Assignment ▸ Look for the word "logo" in the records, and copy each line where it appears.

(Given entries)

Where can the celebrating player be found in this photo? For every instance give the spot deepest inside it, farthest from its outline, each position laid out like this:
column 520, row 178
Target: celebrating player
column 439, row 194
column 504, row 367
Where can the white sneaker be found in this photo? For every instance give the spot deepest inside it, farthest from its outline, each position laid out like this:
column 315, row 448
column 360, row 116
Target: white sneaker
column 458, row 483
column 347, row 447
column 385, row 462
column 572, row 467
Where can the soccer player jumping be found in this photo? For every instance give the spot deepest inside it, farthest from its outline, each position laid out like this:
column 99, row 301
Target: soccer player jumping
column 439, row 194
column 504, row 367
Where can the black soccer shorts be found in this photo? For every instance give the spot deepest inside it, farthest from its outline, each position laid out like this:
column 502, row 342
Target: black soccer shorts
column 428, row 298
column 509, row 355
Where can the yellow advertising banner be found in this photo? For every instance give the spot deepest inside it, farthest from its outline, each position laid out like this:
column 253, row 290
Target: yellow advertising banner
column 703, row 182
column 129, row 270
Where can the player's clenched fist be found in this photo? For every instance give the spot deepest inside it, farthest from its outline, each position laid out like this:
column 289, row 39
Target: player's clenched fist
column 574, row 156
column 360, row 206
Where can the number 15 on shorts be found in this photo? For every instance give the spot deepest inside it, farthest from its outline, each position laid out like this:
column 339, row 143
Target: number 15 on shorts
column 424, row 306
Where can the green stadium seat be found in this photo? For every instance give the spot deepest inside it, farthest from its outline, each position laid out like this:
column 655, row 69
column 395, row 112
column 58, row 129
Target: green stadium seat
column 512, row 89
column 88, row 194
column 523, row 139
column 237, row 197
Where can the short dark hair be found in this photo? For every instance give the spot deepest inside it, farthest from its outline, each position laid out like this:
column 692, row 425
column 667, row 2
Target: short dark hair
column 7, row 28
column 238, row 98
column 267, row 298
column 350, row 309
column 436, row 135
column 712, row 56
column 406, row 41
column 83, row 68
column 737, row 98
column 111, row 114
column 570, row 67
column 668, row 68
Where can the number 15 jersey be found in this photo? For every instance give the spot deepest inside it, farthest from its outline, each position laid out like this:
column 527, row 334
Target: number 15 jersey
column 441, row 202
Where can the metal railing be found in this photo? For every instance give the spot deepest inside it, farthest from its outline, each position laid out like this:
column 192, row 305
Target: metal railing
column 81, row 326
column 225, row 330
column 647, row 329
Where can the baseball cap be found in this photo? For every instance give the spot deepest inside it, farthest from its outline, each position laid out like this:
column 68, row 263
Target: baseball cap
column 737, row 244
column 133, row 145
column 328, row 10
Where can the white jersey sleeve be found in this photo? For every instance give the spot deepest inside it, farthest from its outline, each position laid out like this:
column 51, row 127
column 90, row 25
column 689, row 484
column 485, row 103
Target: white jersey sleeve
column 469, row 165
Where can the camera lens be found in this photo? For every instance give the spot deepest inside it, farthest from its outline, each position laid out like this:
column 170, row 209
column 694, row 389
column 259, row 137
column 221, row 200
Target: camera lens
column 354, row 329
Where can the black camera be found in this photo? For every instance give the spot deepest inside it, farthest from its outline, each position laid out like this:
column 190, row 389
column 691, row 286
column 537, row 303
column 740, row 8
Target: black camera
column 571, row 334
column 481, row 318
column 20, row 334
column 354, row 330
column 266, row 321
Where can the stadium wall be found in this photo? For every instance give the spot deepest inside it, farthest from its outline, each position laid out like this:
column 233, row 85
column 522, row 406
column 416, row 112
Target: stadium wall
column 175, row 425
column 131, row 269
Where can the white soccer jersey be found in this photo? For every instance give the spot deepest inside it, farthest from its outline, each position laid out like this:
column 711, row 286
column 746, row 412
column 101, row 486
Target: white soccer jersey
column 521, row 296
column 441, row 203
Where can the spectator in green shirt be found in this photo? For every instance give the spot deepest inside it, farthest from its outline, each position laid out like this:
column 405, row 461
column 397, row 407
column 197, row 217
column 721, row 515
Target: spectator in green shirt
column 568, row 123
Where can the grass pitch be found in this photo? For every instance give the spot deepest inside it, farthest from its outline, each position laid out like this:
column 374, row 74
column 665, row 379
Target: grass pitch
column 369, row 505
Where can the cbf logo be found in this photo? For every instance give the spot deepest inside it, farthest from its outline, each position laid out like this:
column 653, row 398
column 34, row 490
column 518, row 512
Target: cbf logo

(End Given entries)

Reply ▸
Where can the cbf logo be found in this photo? For every instance give the spot deepest inside it, farthest from its outline, each position laid out like this:
Target: cbf logo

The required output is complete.